_Data extract_
====

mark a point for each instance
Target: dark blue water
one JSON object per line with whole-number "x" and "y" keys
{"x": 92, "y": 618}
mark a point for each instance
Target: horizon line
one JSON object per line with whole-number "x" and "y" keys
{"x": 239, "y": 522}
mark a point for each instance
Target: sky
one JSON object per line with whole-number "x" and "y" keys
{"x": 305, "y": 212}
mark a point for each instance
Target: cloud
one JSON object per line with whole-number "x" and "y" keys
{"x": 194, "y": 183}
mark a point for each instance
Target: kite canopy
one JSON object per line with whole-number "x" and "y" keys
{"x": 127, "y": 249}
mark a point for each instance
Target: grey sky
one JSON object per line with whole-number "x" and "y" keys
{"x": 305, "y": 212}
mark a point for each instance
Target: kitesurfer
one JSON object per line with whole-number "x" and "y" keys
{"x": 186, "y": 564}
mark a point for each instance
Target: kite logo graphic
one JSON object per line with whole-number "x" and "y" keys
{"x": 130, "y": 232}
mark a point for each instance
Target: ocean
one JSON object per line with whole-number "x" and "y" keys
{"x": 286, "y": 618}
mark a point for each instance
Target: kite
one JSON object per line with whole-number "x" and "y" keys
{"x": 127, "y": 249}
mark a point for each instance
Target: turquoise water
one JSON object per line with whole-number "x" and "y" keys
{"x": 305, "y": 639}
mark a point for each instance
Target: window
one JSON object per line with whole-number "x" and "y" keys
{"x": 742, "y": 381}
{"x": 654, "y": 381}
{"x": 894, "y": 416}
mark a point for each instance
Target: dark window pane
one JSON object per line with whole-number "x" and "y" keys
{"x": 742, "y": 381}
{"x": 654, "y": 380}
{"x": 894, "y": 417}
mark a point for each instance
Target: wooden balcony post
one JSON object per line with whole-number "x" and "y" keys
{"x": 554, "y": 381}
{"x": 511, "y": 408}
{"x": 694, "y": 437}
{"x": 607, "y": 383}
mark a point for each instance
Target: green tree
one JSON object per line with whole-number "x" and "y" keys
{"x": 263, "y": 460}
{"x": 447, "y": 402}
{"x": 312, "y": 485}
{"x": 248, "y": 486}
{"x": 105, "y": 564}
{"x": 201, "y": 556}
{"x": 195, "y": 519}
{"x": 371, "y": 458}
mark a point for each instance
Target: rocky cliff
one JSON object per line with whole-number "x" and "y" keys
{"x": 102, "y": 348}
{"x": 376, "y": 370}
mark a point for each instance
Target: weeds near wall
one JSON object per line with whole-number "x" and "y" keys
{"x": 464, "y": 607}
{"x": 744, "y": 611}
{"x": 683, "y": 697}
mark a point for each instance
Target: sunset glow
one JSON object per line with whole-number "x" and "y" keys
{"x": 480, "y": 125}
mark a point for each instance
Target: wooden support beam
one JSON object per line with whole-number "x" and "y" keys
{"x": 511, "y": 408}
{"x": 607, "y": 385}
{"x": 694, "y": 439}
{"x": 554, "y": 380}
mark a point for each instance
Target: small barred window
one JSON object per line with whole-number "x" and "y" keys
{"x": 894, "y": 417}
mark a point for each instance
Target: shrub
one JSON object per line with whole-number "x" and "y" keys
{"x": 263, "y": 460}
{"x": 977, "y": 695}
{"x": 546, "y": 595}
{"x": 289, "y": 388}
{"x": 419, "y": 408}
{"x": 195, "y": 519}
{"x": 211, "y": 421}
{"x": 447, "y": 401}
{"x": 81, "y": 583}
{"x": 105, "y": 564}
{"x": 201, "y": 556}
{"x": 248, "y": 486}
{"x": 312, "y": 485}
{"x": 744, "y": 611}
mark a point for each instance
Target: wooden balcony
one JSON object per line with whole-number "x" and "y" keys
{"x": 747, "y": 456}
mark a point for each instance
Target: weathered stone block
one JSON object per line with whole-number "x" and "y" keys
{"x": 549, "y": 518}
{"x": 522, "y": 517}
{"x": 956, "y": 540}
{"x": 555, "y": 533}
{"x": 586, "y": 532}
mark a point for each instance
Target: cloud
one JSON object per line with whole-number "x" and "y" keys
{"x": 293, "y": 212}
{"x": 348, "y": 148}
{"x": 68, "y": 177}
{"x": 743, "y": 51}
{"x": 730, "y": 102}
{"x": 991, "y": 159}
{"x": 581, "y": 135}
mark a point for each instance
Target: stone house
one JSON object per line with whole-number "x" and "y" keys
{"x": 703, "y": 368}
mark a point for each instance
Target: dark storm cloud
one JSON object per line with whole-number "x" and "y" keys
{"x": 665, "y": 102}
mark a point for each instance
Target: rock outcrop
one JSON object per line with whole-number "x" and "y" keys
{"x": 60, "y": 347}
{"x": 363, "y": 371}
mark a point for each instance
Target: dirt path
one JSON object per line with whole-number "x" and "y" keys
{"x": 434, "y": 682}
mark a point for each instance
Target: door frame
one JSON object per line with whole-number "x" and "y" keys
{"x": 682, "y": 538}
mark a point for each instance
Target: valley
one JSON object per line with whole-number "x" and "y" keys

====

_Work to complete_
Count the lines in the listing above that include the word "wooden". Reply with the number only.

_Solution below_
3